Copy each entry as written.

Records supplied:
^^^^

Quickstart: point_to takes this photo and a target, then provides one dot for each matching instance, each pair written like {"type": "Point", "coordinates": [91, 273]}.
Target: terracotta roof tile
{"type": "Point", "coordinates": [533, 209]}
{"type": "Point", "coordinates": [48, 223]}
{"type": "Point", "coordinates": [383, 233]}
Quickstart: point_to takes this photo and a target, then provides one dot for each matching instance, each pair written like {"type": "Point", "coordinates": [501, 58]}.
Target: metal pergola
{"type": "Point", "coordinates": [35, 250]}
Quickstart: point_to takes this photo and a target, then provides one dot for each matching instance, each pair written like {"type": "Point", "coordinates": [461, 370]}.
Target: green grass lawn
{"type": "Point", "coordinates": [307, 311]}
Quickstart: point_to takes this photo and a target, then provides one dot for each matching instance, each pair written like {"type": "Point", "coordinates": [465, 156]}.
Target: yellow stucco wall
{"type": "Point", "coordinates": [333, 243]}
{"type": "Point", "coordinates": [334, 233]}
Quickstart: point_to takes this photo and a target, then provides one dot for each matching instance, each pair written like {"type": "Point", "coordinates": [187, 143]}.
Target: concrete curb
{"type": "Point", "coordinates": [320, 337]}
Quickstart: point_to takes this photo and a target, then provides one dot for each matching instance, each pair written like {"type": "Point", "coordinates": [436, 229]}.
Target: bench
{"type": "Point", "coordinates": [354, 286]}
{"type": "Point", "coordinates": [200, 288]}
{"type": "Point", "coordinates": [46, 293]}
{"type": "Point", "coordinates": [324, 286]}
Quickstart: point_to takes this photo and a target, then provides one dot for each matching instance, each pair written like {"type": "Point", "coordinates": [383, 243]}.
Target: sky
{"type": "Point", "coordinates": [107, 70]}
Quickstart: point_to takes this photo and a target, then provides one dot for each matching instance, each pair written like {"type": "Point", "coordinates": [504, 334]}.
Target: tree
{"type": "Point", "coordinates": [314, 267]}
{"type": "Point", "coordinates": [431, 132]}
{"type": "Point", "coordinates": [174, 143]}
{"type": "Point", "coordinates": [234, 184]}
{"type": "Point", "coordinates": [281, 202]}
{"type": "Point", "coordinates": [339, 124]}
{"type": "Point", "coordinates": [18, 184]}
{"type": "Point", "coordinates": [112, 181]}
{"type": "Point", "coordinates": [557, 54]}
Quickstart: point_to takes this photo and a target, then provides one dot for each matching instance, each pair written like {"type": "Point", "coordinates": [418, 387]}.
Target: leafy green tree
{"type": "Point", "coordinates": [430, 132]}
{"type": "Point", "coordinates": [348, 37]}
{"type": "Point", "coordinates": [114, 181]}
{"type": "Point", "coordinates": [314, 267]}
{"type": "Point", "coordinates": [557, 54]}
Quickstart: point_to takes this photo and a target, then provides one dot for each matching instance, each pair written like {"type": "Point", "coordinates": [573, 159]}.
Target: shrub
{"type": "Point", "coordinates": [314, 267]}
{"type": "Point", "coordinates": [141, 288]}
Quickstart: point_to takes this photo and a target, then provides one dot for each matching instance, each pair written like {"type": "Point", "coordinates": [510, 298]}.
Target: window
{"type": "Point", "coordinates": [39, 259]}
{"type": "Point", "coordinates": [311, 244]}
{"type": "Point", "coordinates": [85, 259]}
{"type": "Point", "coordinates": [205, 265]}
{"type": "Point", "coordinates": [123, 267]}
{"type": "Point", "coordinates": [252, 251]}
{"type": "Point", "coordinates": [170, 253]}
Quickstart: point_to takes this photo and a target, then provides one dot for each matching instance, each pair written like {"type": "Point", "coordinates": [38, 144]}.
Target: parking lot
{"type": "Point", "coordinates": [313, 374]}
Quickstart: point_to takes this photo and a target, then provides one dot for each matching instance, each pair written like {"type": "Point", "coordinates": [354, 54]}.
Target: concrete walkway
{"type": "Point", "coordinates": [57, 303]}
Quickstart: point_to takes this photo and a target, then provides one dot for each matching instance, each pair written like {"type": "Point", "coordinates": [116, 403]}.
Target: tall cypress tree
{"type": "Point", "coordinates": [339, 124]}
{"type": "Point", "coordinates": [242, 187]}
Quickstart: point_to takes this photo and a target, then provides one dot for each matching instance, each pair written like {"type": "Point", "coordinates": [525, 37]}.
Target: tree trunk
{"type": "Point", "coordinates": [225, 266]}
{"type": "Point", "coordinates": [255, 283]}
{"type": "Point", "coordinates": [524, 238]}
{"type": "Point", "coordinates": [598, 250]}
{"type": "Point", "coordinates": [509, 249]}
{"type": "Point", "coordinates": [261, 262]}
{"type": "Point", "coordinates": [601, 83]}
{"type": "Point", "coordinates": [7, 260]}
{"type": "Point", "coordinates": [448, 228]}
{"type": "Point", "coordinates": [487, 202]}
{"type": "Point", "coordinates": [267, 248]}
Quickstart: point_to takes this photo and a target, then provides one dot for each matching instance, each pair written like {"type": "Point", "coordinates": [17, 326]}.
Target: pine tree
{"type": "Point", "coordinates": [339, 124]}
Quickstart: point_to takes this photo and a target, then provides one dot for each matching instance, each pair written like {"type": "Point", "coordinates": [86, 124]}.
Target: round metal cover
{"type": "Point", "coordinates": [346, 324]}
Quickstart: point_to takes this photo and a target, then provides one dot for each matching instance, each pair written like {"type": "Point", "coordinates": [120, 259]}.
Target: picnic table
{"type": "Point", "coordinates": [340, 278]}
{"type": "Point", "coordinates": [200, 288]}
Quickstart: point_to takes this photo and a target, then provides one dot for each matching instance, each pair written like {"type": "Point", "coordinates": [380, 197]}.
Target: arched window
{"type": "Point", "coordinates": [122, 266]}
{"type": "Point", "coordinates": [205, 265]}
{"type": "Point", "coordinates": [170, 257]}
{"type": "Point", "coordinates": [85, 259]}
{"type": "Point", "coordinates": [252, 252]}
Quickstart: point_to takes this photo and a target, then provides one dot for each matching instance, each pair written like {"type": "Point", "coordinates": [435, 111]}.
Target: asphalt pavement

^^^^

Solution to the exercise:
Quickstart: point_to takes this photo and a target, then provides one dot for each matching instance, each pair written like {"type": "Point", "coordinates": [91, 273]}.
Target: terracotta roof tile
{"type": "Point", "coordinates": [533, 209]}
{"type": "Point", "coordinates": [48, 223]}
{"type": "Point", "coordinates": [383, 233]}
Quickstart: point_to takes this photo and a target, then provides one dot for each matching instance, each pair written like {"type": "Point", "coordinates": [501, 58]}.
Target: metal pergola
{"type": "Point", "coordinates": [35, 250]}
Quickstart: point_to takes this photo and a target, then provides one dot for each matching instance, each pair written like {"type": "Point", "coordinates": [461, 370]}.
Target: green grass lawn
{"type": "Point", "coordinates": [307, 311]}
Quickstart: point_to takes this photo and a target, then provides one dot for each matching instance, each pair written like {"type": "Point", "coordinates": [465, 156]}.
Target: yellow stucco wall
{"type": "Point", "coordinates": [333, 243]}
{"type": "Point", "coordinates": [334, 233]}
Quickstart: point_to takes this photo and a target, then provides one dot for each matching instance, each pair written like {"type": "Point", "coordinates": [187, 143]}.
Target: concrete curb
{"type": "Point", "coordinates": [320, 337]}
Quickstart: point_to takes this photo and a target, then provides one dot for each matching instance, each pair written like {"type": "Point", "coordinates": [436, 229]}.
Target: bench
{"type": "Point", "coordinates": [354, 286]}
{"type": "Point", "coordinates": [200, 288]}
{"type": "Point", "coordinates": [46, 293]}
{"type": "Point", "coordinates": [324, 286]}
Quickstart: point_to takes this photo and a target, then provides one dot for each matching instance, each pair written like {"type": "Point", "coordinates": [383, 243]}.
Target: sky
{"type": "Point", "coordinates": [107, 70]}
Quickstart: point_to takes this photo and a target, then provides one dot for each matching instance, each pair written like {"type": "Point", "coordinates": [504, 334]}.
Target: tree
{"type": "Point", "coordinates": [314, 267]}
{"type": "Point", "coordinates": [431, 132]}
{"type": "Point", "coordinates": [174, 143]}
{"type": "Point", "coordinates": [234, 184]}
{"type": "Point", "coordinates": [281, 202]}
{"type": "Point", "coordinates": [339, 124]}
{"type": "Point", "coordinates": [18, 184]}
{"type": "Point", "coordinates": [112, 181]}
{"type": "Point", "coordinates": [557, 54]}
Quickstart: point_to takes this photo and a target, then provides one dot for each matching instance, each pair written like {"type": "Point", "coordinates": [418, 387]}.
Target: leafy green tree
{"type": "Point", "coordinates": [430, 132]}
{"type": "Point", "coordinates": [348, 37]}
{"type": "Point", "coordinates": [114, 181]}
{"type": "Point", "coordinates": [314, 267]}
{"type": "Point", "coordinates": [557, 54]}
Quickstart: point_to takes this photo and a target, then provides one dot for each matching instance, each pair written like {"type": "Point", "coordinates": [573, 159]}.
Target: shrub
{"type": "Point", "coordinates": [314, 267]}
{"type": "Point", "coordinates": [141, 288]}
Quickstart: point_to takes this photo and a target, then provides one dot for each matching instance, each pair written like {"type": "Point", "coordinates": [510, 298]}.
Target: window
{"type": "Point", "coordinates": [39, 259]}
{"type": "Point", "coordinates": [311, 244]}
{"type": "Point", "coordinates": [85, 259]}
{"type": "Point", "coordinates": [205, 265]}
{"type": "Point", "coordinates": [123, 267]}
{"type": "Point", "coordinates": [252, 251]}
{"type": "Point", "coordinates": [170, 253]}
Quickstart: point_to takes this photo and a target, then provides one dot for each matching instance, each pair written like {"type": "Point", "coordinates": [38, 144]}.
Target: parking lot
{"type": "Point", "coordinates": [313, 374]}
Quickstart: point_to takes this photo and a target, then provides one dot for each matching instance, each pair written like {"type": "Point", "coordinates": [354, 54]}.
Target: concrete walkway
{"type": "Point", "coordinates": [57, 303]}
Quickstart: point_to takes this photo and a target, then provides one dot for each matching instance, each pair written like {"type": "Point", "coordinates": [116, 403]}.
Target: tall cypress tree
{"type": "Point", "coordinates": [339, 124]}
{"type": "Point", "coordinates": [242, 187]}
Quickstart: point_to takes this photo and a target, then provides one dot for each matching instance, each pair written like {"type": "Point", "coordinates": [525, 37]}.
Target: tree trunk
{"type": "Point", "coordinates": [225, 266]}
{"type": "Point", "coordinates": [255, 283]}
{"type": "Point", "coordinates": [524, 238]}
{"type": "Point", "coordinates": [598, 250]}
{"type": "Point", "coordinates": [509, 249]}
{"type": "Point", "coordinates": [261, 262]}
{"type": "Point", "coordinates": [601, 83]}
{"type": "Point", "coordinates": [7, 260]}
{"type": "Point", "coordinates": [448, 228]}
{"type": "Point", "coordinates": [487, 202]}
{"type": "Point", "coordinates": [267, 248]}
Quickstart: point_to takes this photo and a target, then provides one dot for each matching instance, each pair written like {"type": "Point", "coordinates": [17, 326]}.
Target: pine tree
{"type": "Point", "coordinates": [339, 124]}
Quickstart: point_to takes this photo and a target, then provides one dot for each matching instance, each pair written like {"type": "Point", "coordinates": [86, 124]}.
Target: round metal cover
{"type": "Point", "coordinates": [346, 324]}
Quickstart: point_to takes this photo and a target, then provides one dot for each matching instance, each pair written like {"type": "Point", "coordinates": [120, 259]}.
Target: picnic table
{"type": "Point", "coordinates": [340, 278]}
{"type": "Point", "coordinates": [200, 288]}
Quickstart: point_to takes this photo and a target, then provides one dot for each matching instance, each pair written like {"type": "Point", "coordinates": [380, 197]}.
Target: arched window
{"type": "Point", "coordinates": [122, 266]}
{"type": "Point", "coordinates": [205, 265]}
{"type": "Point", "coordinates": [170, 257]}
{"type": "Point", "coordinates": [85, 259]}
{"type": "Point", "coordinates": [252, 252]}
Quickstart: point_to takes this photo and a target, then provides one dot for each matching instance, each pair written like {"type": "Point", "coordinates": [435, 111]}.
Target: asphalt pavement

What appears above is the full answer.